Problem description — Beginning with the line that holds "of the street.", set down each line of the data below through the very last, exactly as given, and nothing beyond that.

Pointing dataset records:
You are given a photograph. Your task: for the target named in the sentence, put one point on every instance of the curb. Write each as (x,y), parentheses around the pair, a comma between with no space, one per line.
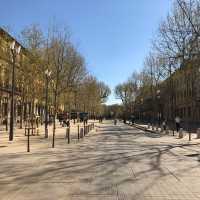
(142,128)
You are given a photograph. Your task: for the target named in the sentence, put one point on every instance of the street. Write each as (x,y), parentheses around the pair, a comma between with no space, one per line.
(111,163)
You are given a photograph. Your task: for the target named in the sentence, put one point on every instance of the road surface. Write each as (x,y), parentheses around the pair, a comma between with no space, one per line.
(115,163)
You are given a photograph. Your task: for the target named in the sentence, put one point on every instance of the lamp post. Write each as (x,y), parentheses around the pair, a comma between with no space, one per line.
(15,50)
(47,74)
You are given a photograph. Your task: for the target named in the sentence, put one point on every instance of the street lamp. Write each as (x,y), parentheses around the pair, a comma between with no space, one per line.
(47,74)
(15,50)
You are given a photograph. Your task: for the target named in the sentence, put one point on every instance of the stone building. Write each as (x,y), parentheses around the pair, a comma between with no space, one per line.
(21,108)
(179,95)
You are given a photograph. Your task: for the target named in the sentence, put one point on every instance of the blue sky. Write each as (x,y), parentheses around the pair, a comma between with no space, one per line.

Output for this exercise —
You are given a photograph. Your task: for the target named in the sentence, put one point on every instance of the street. Write each as (x,y), parentheses around the pair, a comma between with no space, one per line.
(111,163)
You are given a photograph. Your task: for the target named in the sentence, put one point on every instance of the road surface. Write each as (x,y), parentheses around the pair, a comma between with no space, one per line.
(115,163)
You are given a photograph. Your task: for the target named in the sentence, put one point on every instance of the lamp post. Write each as (x,y), parentheses around the pair, a comma between with no space, one per line.
(15,50)
(47,74)
You are given a photograph. Your task: for the target named in the sentence, put one point on every instance of the street lamp. Write each as (x,y), parentheses around the pair, a comma between with no space, one per line.
(47,74)
(15,50)
You are given a photograph. Your task: for the target named in the sentence, put one point on every instance of the stone building. Write each as (x,y), parentheses around the pair, a comma between with no space, one per line.
(21,108)
(179,95)
You are given a photograph. Your task: for the target named in the sentence, put one point on every instance of the blue sky. Write each as (x,y), parentheses around the pair, a comma between with no space, one per line.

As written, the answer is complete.